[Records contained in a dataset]
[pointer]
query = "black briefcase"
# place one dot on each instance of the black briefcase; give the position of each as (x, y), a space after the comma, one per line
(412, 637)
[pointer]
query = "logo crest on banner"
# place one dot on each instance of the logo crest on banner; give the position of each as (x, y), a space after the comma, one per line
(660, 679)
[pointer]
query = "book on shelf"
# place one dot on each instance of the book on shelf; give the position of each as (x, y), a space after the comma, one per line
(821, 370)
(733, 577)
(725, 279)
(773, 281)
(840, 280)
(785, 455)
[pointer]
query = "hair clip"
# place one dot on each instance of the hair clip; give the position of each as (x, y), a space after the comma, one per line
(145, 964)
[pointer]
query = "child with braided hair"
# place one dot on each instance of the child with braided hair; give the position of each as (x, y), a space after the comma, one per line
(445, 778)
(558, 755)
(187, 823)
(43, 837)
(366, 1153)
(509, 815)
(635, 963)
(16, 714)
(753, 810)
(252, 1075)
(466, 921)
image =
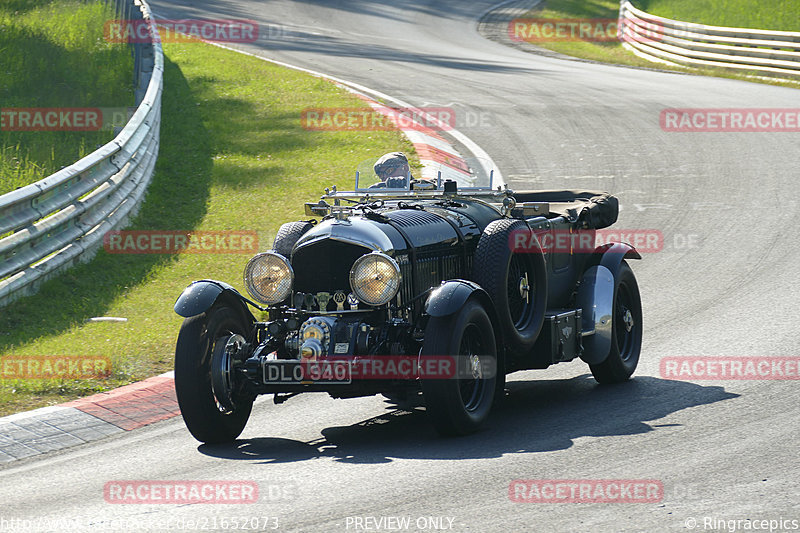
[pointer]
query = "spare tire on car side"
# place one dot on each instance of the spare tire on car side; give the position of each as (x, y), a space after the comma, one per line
(288, 235)
(516, 281)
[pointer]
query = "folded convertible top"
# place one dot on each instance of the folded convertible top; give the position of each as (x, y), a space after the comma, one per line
(593, 209)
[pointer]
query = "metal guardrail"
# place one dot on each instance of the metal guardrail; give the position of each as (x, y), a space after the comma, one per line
(59, 221)
(689, 44)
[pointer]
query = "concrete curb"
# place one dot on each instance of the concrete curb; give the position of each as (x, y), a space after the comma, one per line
(87, 419)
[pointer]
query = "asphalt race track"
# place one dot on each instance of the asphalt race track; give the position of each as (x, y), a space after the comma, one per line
(724, 284)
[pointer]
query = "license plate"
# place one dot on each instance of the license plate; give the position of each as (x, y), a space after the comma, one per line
(336, 372)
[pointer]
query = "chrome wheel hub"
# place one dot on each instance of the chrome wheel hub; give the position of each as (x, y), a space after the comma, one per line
(627, 319)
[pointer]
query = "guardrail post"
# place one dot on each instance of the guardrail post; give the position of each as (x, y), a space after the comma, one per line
(61, 220)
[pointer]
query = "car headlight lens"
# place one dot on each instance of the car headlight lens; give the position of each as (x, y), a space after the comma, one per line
(375, 278)
(268, 277)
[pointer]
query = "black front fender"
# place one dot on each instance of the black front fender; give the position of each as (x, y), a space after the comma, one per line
(201, 295)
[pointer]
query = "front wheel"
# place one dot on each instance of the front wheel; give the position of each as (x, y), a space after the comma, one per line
(626, 331)
(213, 407)
(458, 404)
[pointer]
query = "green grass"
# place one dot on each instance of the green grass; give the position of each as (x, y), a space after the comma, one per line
(53, 54)
(772, 15)
(233, 157)
(613, 52)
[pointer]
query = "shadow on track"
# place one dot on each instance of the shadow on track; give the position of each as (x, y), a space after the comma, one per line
(537, 416)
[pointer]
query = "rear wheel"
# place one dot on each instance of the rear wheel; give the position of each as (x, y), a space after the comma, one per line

» Instructions for the task
Omit the pictures, and quote the material above exactly as given.

» Output below
[pointer]
query = "black briefcase"
# place one dot on each instance of the black briefcase; give the position of each as (x, y), a space after the comma, one per line
(412, 637)
[pointer]
query = "logo crest on banner"
# place one dot on each instance of the logo crest on banner; give the position of each as (x, y), a space after the comma, one per line
(660, 679)
[pointer]
query = "book on shelf"
# place one dot on each instance of the book on shelf; give the position of each as (x, y), a space after the comma, one per line
(821, 370)
(733, 577)
(725, 279)
(773, 281)
(840, 280)
(785, 455)
[pointer]
query = "hair clip"
# place one dot on each instance of the hair clip; give the position of each as (x, y), a space after the comma, one per line
(145, 964)
[pointer]
query = "child with braided hair"
# place one dot on each instance of the child with braided hair; give the position of each as (x, y), a space after the comma, one per line
(445, 778)
(558, 755)
(187, 823)
(43, 837)
(366, 1153)
(509, 815)
(635, 963)
(16, 714)
(753, 810)
(252, 1075)
(466, 921)
image =
[pointer]
query = "spare tire on car side"
# place one dot on each instance of the spare tire on car side; give the position of each as (x, y), a space after the comma, one per line
(288, 235)
(516, 281)
[pointer]
query = "folded convertible top"
# place one dot on each instance of the folded convertible top; give the position of each as (x, y), a space after the comma, one per line
(593, 209)
[pointer]
query = "metal guardrail"
# place one dot on each instance of the metal guardrail; give the position of each as (x, y), a space after the comma, one per line
(59, 221)
(689, 44)
[pointer]
query = "concrete curb"
# place one dot on each instance of the concrete curb; give the position of each as (x, y), a space after the comma, one per line
(87, 419)
[pointer]
query = "asphalt race track"
# place one dot on each instance of the asphalt race track; give the position of each as (x, y), a space after the comma, one per line
(724, 284)
[pointer]
query = "license plate"
# place one dot on each instance of the license plate; give the position of each as (x, y), a space after the comma, one per line
(336, 372)
[pointer]
query = "chrome wheel hub"
# place one dot on each instance of the chrome wheel hub; give the position of each as (x, y), a space after the comma, one per line
(627, 319)
[pointer]
query = "guardrail post"
# place one dot on each instance of the guardrail post; give the position of each as (x, y), a space after the comma, one per line
(61, 220)
[pointer]
query = "car headlight lens"
# place one dot on each instance of the car headlight lens; give the position of each as (x, y), a space after the comma, one per line
(375, 278)
(268, 277)
[pointer]
query = "black front fender"
# place one dot on each instance of the black front fender; give the position of each as (x, y), a space after the comma, one per line
(201, 295)
[pointer]
query = "front wheel"
# place one dot on each instance of the front wheel; give the position of each as (x, y), a space after the comma, one per line
(626, 331)
(213, 407)
(458, 404)
[pointer]
query = "green grass"
# place one dot on each instance of the green grass; give the position of each as (x, y), a space after the comma, one per line
(53, 54)
(772, 15)
(233, 157)
(613, 52)
[pointer]
query = "shadow on track"
# place one dot on each instance of the shadow on track; give the position of each as (x, y), a space after the comma, one per line
(537, 416)
[pointer]
query = "rear wheel"
# place one dot on each instance of the rear wheel; give the position of each as (x, y), a space after the comma, one per line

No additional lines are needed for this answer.